╭─ RECORDS SHOWN

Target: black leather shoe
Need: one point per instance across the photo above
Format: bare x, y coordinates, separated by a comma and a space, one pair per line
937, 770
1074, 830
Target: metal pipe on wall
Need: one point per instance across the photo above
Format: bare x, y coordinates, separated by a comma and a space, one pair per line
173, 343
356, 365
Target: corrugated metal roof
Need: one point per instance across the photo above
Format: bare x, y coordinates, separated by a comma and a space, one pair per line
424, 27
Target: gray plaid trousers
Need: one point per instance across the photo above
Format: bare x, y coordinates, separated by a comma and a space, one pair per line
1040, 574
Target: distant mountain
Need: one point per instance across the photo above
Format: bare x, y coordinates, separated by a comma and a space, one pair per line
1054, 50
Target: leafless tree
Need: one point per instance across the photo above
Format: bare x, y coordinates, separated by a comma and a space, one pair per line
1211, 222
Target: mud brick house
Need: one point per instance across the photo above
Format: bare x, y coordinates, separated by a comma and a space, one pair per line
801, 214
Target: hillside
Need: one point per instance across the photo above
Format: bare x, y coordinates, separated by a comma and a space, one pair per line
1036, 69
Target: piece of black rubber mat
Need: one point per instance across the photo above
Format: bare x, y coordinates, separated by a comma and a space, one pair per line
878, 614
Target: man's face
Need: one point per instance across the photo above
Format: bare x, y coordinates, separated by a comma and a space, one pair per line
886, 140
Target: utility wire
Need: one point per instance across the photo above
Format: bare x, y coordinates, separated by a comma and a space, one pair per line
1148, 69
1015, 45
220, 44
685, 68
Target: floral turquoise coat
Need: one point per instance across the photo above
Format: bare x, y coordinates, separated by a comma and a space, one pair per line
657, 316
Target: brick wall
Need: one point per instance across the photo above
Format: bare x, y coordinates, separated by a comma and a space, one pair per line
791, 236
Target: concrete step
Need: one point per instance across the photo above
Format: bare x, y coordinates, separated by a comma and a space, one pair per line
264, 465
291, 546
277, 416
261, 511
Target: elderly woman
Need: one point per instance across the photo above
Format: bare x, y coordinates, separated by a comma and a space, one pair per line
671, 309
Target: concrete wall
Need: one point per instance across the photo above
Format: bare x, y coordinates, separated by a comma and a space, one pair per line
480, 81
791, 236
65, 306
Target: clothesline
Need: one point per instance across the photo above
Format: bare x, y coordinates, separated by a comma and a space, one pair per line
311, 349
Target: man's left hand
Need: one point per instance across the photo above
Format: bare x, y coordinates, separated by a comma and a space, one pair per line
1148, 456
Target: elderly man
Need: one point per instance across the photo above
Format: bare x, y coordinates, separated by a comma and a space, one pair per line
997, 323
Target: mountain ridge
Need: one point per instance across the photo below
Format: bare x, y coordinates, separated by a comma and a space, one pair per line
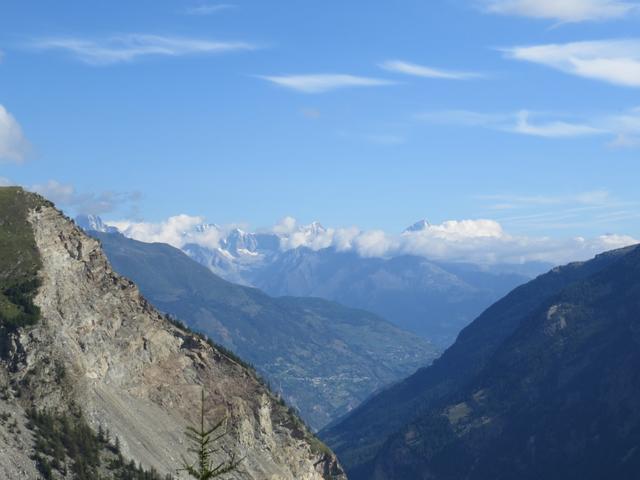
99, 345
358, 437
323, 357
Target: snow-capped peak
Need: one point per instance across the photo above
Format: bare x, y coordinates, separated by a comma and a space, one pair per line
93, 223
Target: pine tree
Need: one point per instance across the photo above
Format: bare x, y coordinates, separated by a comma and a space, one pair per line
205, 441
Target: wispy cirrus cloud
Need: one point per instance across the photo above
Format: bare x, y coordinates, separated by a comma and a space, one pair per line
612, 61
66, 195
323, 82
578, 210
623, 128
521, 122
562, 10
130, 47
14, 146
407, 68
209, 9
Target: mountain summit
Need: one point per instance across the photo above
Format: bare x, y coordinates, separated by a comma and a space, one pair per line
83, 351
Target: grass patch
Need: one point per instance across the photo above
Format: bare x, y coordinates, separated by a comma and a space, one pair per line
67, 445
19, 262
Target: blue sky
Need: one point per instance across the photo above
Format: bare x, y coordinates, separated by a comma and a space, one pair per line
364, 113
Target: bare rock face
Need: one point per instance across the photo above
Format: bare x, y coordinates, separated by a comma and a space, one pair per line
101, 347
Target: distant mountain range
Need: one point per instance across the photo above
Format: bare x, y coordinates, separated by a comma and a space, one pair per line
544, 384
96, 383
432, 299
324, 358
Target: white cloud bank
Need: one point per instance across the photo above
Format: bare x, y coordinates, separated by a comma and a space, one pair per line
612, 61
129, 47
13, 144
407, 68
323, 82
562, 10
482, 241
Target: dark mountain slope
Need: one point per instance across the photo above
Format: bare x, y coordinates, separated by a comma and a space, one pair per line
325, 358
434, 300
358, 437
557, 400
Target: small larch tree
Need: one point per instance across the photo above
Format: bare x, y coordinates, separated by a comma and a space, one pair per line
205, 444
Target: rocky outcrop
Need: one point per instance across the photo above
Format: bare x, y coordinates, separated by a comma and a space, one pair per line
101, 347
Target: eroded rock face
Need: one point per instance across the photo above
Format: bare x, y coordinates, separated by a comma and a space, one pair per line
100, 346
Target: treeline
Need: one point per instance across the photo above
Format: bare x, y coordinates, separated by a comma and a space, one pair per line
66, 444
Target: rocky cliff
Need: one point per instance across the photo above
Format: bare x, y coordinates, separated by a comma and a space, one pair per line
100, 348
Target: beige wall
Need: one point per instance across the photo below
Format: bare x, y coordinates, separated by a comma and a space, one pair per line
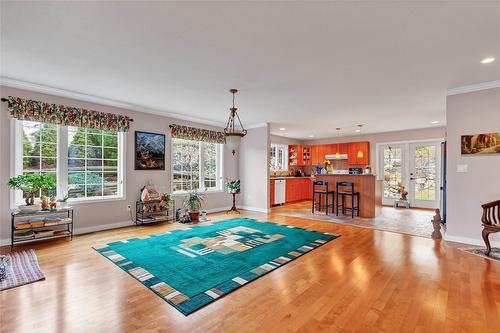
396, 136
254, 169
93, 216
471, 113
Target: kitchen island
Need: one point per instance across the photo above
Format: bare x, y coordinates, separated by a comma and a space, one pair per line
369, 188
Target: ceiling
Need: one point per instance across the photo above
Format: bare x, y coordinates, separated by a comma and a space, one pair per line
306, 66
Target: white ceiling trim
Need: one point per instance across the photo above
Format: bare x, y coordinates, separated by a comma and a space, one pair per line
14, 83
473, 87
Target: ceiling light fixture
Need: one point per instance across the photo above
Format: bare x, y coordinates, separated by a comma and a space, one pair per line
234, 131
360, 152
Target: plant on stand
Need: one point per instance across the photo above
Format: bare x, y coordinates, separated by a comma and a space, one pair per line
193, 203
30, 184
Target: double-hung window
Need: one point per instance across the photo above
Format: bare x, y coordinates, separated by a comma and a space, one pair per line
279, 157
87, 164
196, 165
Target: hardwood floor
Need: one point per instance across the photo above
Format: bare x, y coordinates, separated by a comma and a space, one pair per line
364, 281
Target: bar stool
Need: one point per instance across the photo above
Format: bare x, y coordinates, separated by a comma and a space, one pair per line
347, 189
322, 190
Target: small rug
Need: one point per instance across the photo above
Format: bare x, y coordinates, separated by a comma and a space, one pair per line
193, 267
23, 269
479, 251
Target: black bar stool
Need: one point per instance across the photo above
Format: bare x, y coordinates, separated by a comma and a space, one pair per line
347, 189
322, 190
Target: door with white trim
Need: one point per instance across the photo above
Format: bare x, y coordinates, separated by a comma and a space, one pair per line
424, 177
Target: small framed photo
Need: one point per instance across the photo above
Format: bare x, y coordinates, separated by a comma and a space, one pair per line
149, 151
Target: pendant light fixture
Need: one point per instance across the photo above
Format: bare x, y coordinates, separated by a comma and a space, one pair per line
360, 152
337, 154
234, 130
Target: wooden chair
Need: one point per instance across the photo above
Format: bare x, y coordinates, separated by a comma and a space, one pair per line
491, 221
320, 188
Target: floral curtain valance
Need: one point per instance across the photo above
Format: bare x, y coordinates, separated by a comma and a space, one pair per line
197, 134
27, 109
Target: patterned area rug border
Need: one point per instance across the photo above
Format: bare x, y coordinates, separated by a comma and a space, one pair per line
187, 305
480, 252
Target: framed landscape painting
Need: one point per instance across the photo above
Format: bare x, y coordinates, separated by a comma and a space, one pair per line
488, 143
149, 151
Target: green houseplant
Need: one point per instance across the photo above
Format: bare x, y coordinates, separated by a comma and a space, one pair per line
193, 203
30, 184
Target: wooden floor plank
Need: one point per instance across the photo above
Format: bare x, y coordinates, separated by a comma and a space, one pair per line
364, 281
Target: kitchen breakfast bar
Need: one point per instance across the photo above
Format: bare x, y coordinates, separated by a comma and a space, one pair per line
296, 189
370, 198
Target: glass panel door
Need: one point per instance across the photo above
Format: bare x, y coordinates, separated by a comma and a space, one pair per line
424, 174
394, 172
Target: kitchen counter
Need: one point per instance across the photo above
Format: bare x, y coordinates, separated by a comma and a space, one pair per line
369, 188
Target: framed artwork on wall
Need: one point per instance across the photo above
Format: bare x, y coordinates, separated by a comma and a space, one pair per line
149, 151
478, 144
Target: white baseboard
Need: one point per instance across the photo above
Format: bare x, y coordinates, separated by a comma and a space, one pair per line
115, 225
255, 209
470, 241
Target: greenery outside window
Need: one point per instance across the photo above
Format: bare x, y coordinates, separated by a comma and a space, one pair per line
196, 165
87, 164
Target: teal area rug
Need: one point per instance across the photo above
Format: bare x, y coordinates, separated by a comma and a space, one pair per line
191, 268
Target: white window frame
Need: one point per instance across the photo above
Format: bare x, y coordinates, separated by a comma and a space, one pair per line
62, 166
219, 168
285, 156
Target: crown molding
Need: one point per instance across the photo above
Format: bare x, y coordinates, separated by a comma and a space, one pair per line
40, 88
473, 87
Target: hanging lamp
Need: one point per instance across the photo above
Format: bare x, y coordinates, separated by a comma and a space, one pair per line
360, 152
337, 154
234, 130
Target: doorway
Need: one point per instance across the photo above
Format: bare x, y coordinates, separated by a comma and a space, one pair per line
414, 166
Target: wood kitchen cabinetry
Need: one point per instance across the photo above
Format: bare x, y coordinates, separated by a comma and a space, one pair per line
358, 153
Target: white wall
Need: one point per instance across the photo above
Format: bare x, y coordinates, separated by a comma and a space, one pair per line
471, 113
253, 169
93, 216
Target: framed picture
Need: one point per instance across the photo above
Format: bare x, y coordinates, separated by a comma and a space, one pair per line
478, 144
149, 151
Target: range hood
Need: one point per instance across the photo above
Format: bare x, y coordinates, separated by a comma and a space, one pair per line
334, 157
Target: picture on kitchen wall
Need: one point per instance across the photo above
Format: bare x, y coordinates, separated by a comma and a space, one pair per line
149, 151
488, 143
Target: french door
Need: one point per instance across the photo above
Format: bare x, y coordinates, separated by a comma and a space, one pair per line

╰─

[REQUIRED WORK] Examine the listing line by line and give the number of lines where "wall" occurs, with nothing added.

[RESPONSE AREA] 7